-- Text to read --
Search code examples
rmachine-learninglars

Error message when using predict with LARS model on testdata


I use a lars model and apply it to a large data set (75 features) with numerical data and factors.

I train the model by

mm <- model.matrix(target~0+.,data=data)
larsMod <- lars(mm,data$target,intercept=FALSE)

which gives a nice in-sample fit. If I apply it to testdata by

mm.test <- model.matrix(target~0+.,,data=test.data)
predict(larsMod,mm.test,type="fit",s=length(larsMod$arc.length))

then I get the error message

Error in scale.default(newx, object$meanx, FALSE) : 
  length of 'center' must equal the number of columns of 'x'

I assume that it has todo with the fact that factor levels differ in the data sets. However

which(! colnames(mm.test) %in% colnames(mm) )

gives an empty result while

which(! colnames(mm) %in% colnames(mm.test) )

gives 3 indizes. Thus 3 factor levels do appear in the training set but not in the test set. Why does this cause a problem? How can I solve this?

The code blow illustrates this with a toy example. In the test dataset the factor does not have the level "l3".

require(lars)

data.train = data.frame( target = c(0,1,0,1,1,1,1,0,0,0), f1 = rep(c("l1","l2","l1","l2","l3"),2), n1 = rep(c(1,2,3,4,5),2))
test.data = data.frame(f1 = rep(c("l1","l2","l1","l2","l2"),2),n1 = rep(c(7,4,3,4,5),2) )

mm <- model.matrix(target~0+f1+n1,data = data.train)
colnames(mm)
length(colnames(mm))
larsMod <- lars(mm,data.train$target,intercept=FALSE)

mm.test <- model.matrix(~0+f1+n1,data=test.data)
colnames(mm.test)
length( colnames(mm.test) )
which(! colnames(mm.test) %in% colnames(mm) )
which(! colnames(mm) %in% colnames(mm.test) )

predict(larsMod,mm.test,type="fit",s=length(larsMod$arc.length))

-- Source excerpt --
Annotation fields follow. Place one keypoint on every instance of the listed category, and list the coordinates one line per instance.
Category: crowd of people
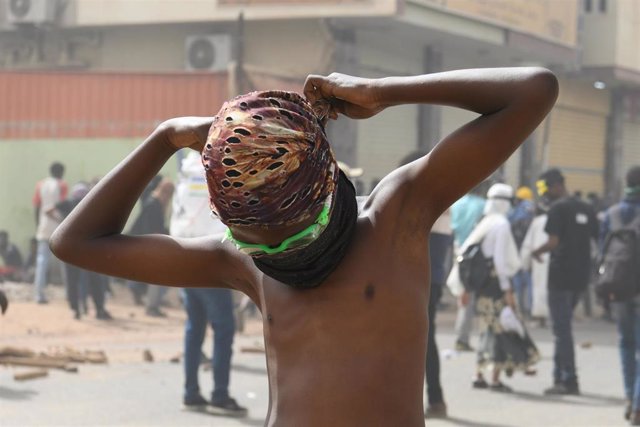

-- Things to do --
**a.** Rewrite the LARS forum post, everything from "gives 3 indizes." down to "larsMod <- lars(mm,data.train$target,intercept=FALSE)", changing "toy example" to "minimal example".
**b.** According to the LARS forum post, how many features does the large data set have?
**c.** Pick up the LARS forum post where it stops and carry it on.
The listing has no connection to the LARS forum post.

-- Answers to the problems --
**a.**
gives 3 indizes. Thus 3 factor levels do appear in the training set but not in the test set. Why does this cause a problem? How can I solve this?

The code blow illustrates this with a minimal example. In the test dataset the factor does not have the level "l3".

require(lars)

data.train = data.frame( target = c(0,1,0,1,1,1,1,0,0,0), f1 = rep(c("l1","l2","l1","l2","l3"),2), n1 = rep(c(1,2,3,4,5),2))
test.data = data.frame(f1 = rep(c("l1","l2","l1","l2","l2"),2),n1 = rep(c(7,4,3,4,5),2) )

mm <- model.matrix(target~0+f1+n1,data = data.train)
colnames(mm)
length(colnames(mm))
larsMod <- lars(mm,data.train$target,intercept=FALSE)

**b.** 75 features.

**c.**
Solution

  • I might be very much off here, but in my field predict doesn't work if it can't find a variable it expects. So I tried what happened if I forced the model matrix to 0 for the factor (f1l3) that was not in the test data.

    Note1: I created a target variable in the testdata, because I couldn't get your code to run otherwise

    set.seed(123)
    test.data$target <- rbinom(nrow(test.data),1,0.2)
    
    
    #proof of concept:
    mm.test <- model.matrix(target~0+f1+n1,data=test.data)
    mm.test1 <- cbind(f1l3=0,mm.test)
    
    predict(larsMod,mm.test1[,colnames(mm)],type="fit",s=length(larsMod$arc.length)) #runs
    #runs!
    

    Now generalize to allow for creation of a 'complete' model matrix when factors are missing in testdata.

    #missing columns
    mis_col <- setdiff(colnames(mm), colnames(mm.test))
    
    #matrix of missing levels
    mis_mat <- matrix(0,ncol=length(mis_col),nrow=nrow(mm.test))
    colnames(mis_mat) <- mis_col
    
    #bind together
    mm.test2 <- cbind(mm.test,mis_mat)[,colnames(mm)] #to ensure ordering, yielded different results in my testing
    predict(larsMod,mm.test2,type="fit",s=length(larsMod$arc.length)) #runs
    

    Note2: I don't know what happens if the problem is the other way around (factors present in testdata that were not in train data)